----- INPUT

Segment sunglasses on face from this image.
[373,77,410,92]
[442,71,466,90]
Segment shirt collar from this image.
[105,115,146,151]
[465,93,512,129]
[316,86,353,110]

----------

EXERCISE AIM »
Set every line of the listing down word for word.

WORKED ANSWER »
Segment sunglasses on face from this image.
[373,77,410,92]
[442,71,466,90]
Segment shirt collar from this image.
[105,115,146,151]
[465,93,512,129]
[316,86,353,110]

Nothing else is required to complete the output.